### PROBLEM DETAILS
Reproduce, exactly as they appear, the line containing "Domain: broadcast tagging" and every line after it, ending with the last line of the records.

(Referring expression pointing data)

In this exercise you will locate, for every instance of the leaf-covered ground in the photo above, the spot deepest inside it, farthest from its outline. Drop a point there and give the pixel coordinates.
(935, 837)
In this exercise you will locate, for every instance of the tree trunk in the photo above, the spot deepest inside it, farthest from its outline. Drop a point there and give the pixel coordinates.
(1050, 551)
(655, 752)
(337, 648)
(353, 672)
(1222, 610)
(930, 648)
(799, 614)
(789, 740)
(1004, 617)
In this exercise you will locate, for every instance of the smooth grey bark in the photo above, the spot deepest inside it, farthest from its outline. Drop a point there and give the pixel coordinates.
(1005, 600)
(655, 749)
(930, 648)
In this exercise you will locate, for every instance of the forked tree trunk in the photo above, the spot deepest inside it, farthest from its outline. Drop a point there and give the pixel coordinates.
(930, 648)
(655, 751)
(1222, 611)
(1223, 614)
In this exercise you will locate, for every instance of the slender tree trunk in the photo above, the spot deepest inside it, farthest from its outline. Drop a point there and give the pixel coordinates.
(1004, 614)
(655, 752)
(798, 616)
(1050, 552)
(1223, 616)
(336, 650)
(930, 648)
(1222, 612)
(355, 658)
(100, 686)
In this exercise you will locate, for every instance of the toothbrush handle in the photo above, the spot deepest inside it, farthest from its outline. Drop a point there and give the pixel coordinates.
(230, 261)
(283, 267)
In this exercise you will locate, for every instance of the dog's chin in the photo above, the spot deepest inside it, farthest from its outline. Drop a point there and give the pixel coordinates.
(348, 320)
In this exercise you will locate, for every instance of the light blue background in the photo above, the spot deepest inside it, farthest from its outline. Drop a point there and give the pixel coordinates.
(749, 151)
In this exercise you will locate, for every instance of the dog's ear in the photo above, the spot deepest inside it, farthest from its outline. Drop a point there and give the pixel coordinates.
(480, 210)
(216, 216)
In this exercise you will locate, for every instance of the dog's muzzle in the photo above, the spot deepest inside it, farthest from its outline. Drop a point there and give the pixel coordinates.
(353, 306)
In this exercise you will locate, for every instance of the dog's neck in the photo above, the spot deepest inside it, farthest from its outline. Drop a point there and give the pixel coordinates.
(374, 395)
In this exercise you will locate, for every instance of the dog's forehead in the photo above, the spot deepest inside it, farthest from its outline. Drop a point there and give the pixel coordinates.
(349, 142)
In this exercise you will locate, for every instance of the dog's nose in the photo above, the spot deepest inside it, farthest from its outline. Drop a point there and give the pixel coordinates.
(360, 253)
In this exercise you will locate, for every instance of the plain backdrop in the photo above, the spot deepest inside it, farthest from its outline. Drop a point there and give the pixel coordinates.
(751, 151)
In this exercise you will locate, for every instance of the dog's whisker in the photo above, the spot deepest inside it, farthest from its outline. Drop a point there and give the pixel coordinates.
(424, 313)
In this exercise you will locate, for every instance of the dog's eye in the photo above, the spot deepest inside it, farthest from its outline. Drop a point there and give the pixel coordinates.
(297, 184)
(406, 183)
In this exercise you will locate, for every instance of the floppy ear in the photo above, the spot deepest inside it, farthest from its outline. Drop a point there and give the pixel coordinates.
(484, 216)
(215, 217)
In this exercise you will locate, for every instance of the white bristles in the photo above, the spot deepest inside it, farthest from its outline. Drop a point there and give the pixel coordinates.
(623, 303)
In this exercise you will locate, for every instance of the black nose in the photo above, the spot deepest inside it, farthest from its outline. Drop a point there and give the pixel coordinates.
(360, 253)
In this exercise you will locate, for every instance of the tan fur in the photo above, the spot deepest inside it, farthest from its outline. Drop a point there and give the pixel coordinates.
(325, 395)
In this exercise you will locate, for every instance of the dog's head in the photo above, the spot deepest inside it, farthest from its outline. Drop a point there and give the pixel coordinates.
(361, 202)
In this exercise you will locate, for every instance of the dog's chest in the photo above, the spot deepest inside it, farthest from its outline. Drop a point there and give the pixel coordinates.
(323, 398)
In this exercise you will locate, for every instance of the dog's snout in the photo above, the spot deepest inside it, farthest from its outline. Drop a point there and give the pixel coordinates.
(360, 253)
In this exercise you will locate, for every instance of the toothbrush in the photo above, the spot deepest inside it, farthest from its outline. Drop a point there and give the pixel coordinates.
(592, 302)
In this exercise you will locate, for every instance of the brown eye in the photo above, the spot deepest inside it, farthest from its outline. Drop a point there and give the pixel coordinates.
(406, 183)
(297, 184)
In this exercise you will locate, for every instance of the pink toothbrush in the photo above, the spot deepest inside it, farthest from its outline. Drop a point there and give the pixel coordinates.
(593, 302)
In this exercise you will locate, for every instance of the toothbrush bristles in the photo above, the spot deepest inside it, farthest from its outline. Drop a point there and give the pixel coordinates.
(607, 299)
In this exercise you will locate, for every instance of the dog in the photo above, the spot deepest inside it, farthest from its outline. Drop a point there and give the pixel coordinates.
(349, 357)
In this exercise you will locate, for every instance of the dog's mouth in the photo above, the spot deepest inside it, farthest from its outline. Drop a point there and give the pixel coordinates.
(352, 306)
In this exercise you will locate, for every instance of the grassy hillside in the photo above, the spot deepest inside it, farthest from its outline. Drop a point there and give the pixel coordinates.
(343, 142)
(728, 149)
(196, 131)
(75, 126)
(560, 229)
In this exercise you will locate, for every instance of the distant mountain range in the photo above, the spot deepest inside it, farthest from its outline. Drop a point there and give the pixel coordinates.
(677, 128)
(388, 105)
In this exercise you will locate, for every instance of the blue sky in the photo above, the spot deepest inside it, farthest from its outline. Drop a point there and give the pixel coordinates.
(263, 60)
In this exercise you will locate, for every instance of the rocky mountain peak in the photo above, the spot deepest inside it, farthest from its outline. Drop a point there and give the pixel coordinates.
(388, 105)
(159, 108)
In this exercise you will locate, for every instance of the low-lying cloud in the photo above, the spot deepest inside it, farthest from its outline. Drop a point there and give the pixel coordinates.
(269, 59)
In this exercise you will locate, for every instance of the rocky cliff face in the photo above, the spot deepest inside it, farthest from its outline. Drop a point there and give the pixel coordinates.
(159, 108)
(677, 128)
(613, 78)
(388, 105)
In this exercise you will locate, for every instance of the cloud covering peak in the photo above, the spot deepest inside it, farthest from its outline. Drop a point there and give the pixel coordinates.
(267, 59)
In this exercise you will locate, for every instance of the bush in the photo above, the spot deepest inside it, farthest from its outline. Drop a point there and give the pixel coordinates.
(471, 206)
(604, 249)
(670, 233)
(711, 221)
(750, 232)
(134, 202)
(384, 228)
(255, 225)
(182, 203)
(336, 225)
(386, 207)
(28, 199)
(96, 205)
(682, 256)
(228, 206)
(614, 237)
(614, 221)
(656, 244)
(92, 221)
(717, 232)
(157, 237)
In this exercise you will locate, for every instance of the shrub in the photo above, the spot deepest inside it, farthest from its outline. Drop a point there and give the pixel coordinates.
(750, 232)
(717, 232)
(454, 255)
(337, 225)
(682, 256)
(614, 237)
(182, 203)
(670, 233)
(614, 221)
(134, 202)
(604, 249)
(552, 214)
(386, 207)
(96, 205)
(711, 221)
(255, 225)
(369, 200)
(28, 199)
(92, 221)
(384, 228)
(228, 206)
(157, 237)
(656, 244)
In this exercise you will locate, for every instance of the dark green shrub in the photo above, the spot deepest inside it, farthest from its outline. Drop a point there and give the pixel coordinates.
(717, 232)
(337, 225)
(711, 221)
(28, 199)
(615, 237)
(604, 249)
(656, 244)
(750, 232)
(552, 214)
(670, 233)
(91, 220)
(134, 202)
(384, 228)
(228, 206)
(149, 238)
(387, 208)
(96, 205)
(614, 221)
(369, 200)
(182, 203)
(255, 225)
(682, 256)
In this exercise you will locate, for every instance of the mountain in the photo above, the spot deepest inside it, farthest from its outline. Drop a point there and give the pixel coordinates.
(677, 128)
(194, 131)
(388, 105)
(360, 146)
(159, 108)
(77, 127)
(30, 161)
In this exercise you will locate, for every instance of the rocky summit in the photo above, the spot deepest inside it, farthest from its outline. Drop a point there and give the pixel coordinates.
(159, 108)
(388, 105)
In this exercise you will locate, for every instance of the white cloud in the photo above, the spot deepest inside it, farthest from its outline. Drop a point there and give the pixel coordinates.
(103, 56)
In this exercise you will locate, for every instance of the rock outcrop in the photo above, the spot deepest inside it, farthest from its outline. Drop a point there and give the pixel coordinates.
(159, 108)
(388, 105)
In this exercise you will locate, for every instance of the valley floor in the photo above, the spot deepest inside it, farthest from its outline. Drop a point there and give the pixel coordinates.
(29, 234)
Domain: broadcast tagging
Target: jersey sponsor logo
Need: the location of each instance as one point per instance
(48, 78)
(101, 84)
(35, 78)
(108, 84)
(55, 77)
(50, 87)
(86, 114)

### OUTPUT
Domain: broadcast tagging
Target: jersey sponsor logo
Need: the location of each instance as one point per instance
(48, 78)
(101, 84)
(35, 78)
(108, 84)
(55, 77)
(50, 87)
(86, 114)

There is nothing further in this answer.